■ Required task ■
Recast the entries below as a Markdown table with the columns Row and Entry line, starting with the line that contains "Locate every instance of the white flower" and going on through the last line of the entries, both included. Give each line its own row number, and leave out any blank lines.

Stored rows start

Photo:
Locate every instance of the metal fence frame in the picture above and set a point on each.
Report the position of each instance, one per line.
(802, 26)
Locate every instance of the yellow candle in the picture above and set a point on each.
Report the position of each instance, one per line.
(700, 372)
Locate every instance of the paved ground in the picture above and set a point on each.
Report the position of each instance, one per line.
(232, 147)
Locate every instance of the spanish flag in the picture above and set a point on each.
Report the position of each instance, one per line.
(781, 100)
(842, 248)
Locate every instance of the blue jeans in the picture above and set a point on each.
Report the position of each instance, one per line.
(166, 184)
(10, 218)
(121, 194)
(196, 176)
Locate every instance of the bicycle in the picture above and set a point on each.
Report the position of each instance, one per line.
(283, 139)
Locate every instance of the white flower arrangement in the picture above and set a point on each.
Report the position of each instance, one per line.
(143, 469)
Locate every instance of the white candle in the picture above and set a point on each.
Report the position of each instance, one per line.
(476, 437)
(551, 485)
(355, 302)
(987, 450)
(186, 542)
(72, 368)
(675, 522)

Stored rows end

■ Finished exercise ■
| Row | Entry line |
|---|---|
| 1 | Locate every instance of the white flower arrangement in the picture above and set a point on each. |
| 2 | Report the position of each instance, one per line. |
| 3 | (143, 469) |
| 4 | Locate every instance of the white candle in the picture above and set a point on each. |
| 5 | Report the position of each instance, one per line. |
| 6 | (476, 437) |
| 7 | (551, 485) |
| 8 | (355, 302) |
| 9 | (987, 450) |
| 10 | (186, 542) |
| 11 | (72, 368) |
| 12 | (675, 522) |